PROVIDED RECORDS —
=====
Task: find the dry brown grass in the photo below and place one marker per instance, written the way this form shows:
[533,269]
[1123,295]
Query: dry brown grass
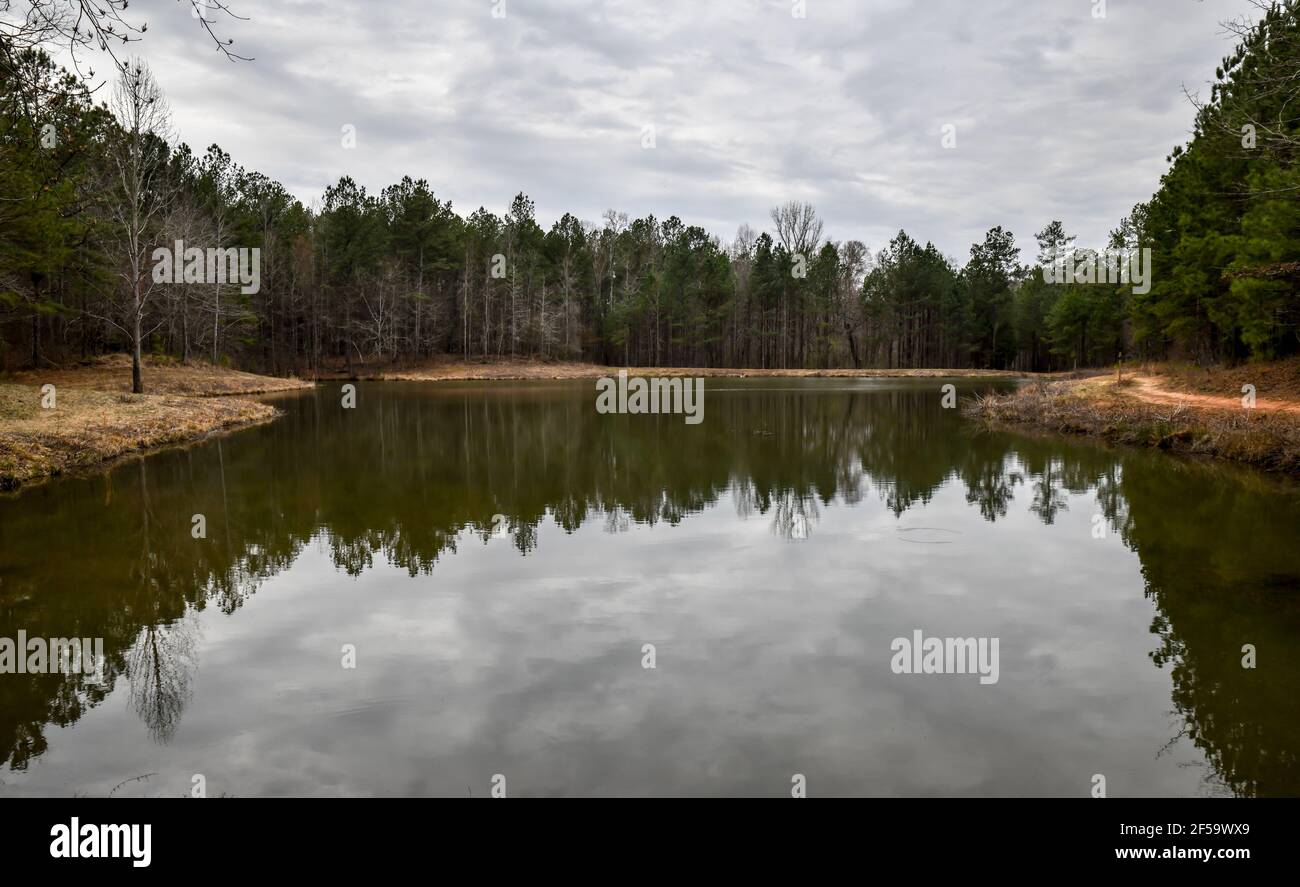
[1277,380]
[87,428]
[161,376]
[96,418]
[1123,414]
[531,370]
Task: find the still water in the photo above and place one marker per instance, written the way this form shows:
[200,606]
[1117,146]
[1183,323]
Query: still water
[501,556]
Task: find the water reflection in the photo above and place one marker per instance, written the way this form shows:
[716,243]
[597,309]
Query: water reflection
[417,472]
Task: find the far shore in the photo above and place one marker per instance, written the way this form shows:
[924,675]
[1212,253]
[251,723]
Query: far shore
[94,418]
[523,371]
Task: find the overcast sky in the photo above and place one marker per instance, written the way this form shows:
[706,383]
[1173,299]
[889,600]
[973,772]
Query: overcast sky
[1057,113]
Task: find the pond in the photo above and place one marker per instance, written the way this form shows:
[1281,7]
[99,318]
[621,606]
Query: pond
[455,587]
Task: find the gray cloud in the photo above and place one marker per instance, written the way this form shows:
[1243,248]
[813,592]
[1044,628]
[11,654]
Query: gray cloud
[1058,115]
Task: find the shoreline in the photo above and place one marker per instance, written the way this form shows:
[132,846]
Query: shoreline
[98,423]
[94,420]
[527,371]
[1143,411]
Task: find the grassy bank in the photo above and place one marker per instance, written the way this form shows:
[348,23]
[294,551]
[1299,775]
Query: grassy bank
[528,370]
[95,418]
[1162,409]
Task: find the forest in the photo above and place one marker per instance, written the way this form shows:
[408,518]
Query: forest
[94,181]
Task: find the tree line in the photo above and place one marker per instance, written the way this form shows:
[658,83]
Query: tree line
[90,191]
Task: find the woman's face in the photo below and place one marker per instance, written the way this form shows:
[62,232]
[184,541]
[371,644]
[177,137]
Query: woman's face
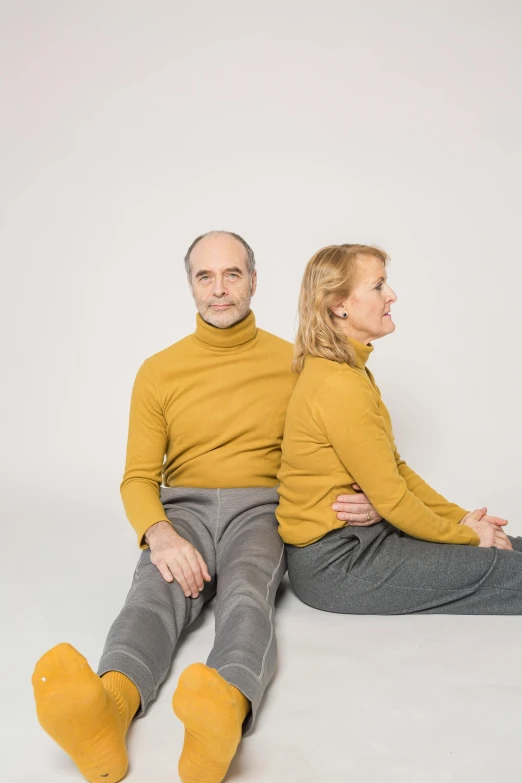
[368,306]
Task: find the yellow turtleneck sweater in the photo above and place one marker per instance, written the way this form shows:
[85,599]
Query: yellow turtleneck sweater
[208,411]
[338,432]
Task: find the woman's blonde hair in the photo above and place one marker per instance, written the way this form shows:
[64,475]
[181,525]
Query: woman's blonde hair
[329,277]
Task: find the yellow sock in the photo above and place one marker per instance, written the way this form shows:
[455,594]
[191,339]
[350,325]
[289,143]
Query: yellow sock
[87,715]
[213,712]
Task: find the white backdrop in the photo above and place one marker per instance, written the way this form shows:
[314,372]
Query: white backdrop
[128,128]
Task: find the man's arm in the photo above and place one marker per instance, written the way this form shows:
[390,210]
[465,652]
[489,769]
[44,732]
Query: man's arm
[146,446]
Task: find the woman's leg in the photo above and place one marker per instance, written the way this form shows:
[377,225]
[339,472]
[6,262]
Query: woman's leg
[380,570]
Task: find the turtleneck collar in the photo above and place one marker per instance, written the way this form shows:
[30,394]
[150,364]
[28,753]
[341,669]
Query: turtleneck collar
[362,352]
[216,339]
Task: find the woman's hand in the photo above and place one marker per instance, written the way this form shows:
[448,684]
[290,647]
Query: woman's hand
[356,510]
[490,533]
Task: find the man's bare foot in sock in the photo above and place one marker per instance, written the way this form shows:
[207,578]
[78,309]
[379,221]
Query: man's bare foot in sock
[81,715]
[213,712]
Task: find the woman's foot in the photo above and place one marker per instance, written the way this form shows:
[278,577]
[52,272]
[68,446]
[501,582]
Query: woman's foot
=====
REQUIRED TASK — Reproduce every entry word for word, but omit the pictures.

RESPONSE TO THIS TASK —
Task: find the dry brown grass in the photo below and place one marker per instance, written the way this form shows:
[533,269]
[1123,295]
Query: dry brown grass
[1277,380]
[87,428]
[161,376]
[96,418]
[1123,414]
[531,370]
Task: find the still water in the photo above and place one marker per instance, written the way this form shows:
[200,606]
[1117,146]
[1183,323]
Query: still water
[501,556]
Task: find the water reflection in the photo above and place one marker per instance, written the way this form shows:
[716,243]
[597,309]
Query: water reflection
[417,472]
Task: find the far shore in the photo above and place one marker per instance, written the way this form shows:
[924,675]
[1212,253]
[251,723]
Query: far shore
[94,418]
[523,371]
Task: find the overcast sky in the photo above and place one marker per instance, written the way this form shows:
[706,383]
[1173,299]
[889,600]
[973,772]
Query: overcast sky
[1057,113]
Task: find the pond in the photo above and place one marker per instance, written the way this form shows:
[1281,7]
[99,318]
[621,606]
Query: pond
[455,587]
Task: find the gray cloud in the photo above and place one marker per instance, written the way this form shows:
[1243,248]
[813,592]
[1044,628]
[11,654]
Query: gray cloud
[1058,115]
Task: find the shoreline in the photo above and place one marker per instance, written the way this form shows:
[132,846]
Query: shoreline
[98,423]
[94,420]
[527,371]
[1143,411]
Task: find the grassy bank in the photo above and place one marker per instance, written the way this form shows:
[348,23]
[294,551]
[1299,775]
Query: grassy bank
[528,370]
[95,418]
[1162,409]
Task: find the forest in the photo above and place one marker per instance, written the way this form shows:
[408,518]
Query: forest
[94,181]
Task: find the tree line in the photo above and place one marker per instance, written the way this form shows:
[658,83]
Query: tree line
[90,191]
Task: find the woman's face in the photo below and place one marker per instance, written the way this form shows:
[62,232]
[184,541]
[371,644]
[177,137]
Query: woman's face
[368,306]
Task: find the yellow turtleneck sweater in the photo above and place one marker per instance, written the way this form shows:
[85,599]
Query: yellow turtleneck sweater
[208,411]
[338,432]
Task: find the woman's blonde hair in the photo above and place one marker per instance, written the way this form shows:
[64,475]
[181,525]
Query: woman's blonde hair
[329,277]
Task: find the yellow sock in the photo above and place one marker per instance, written the way this form shows:
[455,594]
[191,339]
[350,325]
[289,143]
Query: yellow sock
[87,715]
[213,712]
Task: find the white backdrop in the photo above and place one marker per instance, written the way this form shows:
[314,372]
Query: white backdrop
[128,128]
Task: find the man's arm in the photo above and place one marker per instance, written the way this form shows:
[390,210]
[465,652]
[489,769]
[44,732]
Query: man's arm
[146,446]
Task: find the woman's leg in the photo above and place one marker per instance, written the way this form shows:
[377,225]
[339,472]
[6,262]
Query: woman's leg
[380,570]
Task: find the turtleneck collar in the photo above and place one marker per instance, written the way this form shows:
[30,394]
[150,364]
[28,753]
[341,669]
Query: turtleneck collar
[362,352]
[216,339]
Task: find the woman's hand in the photo above and place one marker per instance, written the way this form shows:
[448,684]
[290,647]
Query: woman's hand
[356,510]
[490,533]
Task: find the man's bare foot in sock in the photo above and place one marker per instance, written the way this form shows:
[207,578]
[78,309]
[379,221]
Query: man's bare foot in sock
[81,715]
[213,712]
Task: find the woman's foot in the photo above and place one marker per instance, written the way this form shows:
[278,577]
[52,272]
[68,446]
[501,582]
Query: woman's foot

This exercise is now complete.